**Exercise requirements:** Look through the records below and collect all lines that hold the string "arched".

___ Material for this exercise ___

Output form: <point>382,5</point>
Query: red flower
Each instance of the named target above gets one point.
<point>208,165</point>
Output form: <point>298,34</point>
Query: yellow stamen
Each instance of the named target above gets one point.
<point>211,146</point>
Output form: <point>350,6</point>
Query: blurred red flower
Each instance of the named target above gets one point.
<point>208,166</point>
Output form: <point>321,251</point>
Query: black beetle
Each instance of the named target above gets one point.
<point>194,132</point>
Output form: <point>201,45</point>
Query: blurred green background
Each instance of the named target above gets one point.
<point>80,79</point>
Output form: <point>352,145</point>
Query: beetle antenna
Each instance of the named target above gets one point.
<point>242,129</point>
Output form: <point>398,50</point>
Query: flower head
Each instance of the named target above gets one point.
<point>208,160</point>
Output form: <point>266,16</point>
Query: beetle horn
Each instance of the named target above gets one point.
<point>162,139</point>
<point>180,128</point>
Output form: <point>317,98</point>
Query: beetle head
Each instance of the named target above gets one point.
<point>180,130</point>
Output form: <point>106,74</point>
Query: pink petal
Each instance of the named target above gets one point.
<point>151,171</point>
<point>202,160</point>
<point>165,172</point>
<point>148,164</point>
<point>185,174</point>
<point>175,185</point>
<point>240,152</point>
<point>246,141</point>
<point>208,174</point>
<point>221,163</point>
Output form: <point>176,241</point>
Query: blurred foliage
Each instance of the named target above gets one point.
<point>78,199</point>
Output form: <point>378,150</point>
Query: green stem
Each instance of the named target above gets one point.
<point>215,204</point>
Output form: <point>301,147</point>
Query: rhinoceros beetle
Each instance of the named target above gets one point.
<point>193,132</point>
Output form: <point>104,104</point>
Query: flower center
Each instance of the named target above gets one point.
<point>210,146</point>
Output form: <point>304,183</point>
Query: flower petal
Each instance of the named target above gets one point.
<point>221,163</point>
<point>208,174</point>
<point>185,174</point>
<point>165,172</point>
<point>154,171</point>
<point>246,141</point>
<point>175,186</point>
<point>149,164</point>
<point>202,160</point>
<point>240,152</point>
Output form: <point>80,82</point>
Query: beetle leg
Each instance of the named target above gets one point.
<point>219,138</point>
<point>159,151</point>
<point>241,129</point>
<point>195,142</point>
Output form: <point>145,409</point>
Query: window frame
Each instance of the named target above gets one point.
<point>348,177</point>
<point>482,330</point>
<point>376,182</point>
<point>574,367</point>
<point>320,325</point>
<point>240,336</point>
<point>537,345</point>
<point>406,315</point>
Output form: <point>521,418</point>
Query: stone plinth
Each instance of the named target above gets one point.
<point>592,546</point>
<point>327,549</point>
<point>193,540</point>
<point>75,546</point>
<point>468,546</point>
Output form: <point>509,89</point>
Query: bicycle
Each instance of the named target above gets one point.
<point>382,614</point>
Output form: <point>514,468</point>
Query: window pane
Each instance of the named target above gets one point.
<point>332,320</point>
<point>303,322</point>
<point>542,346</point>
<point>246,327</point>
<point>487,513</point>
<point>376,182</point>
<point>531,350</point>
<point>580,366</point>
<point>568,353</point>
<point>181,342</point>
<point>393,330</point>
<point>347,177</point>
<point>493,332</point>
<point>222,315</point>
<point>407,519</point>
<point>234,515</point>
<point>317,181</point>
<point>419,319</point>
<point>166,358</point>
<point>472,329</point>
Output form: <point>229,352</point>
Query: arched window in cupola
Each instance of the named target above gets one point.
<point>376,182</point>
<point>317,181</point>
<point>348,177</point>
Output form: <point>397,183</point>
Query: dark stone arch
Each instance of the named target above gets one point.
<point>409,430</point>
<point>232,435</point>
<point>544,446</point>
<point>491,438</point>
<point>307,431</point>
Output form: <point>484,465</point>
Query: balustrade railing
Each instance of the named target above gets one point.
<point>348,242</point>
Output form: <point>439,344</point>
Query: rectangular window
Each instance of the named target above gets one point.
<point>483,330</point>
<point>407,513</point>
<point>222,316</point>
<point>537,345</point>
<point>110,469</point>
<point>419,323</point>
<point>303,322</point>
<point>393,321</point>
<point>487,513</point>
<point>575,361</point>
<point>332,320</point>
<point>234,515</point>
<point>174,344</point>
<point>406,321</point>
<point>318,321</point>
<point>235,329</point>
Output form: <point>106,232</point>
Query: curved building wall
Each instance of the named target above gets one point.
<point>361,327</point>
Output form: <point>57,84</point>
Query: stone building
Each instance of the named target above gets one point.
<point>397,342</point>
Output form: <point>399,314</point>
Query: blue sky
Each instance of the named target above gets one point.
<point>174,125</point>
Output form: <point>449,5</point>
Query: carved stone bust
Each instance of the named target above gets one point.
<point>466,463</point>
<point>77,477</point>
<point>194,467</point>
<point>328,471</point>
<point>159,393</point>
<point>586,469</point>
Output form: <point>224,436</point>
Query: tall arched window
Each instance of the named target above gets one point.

___

**Exercise output:**
Query: arched window in cupola
Query: tall arched window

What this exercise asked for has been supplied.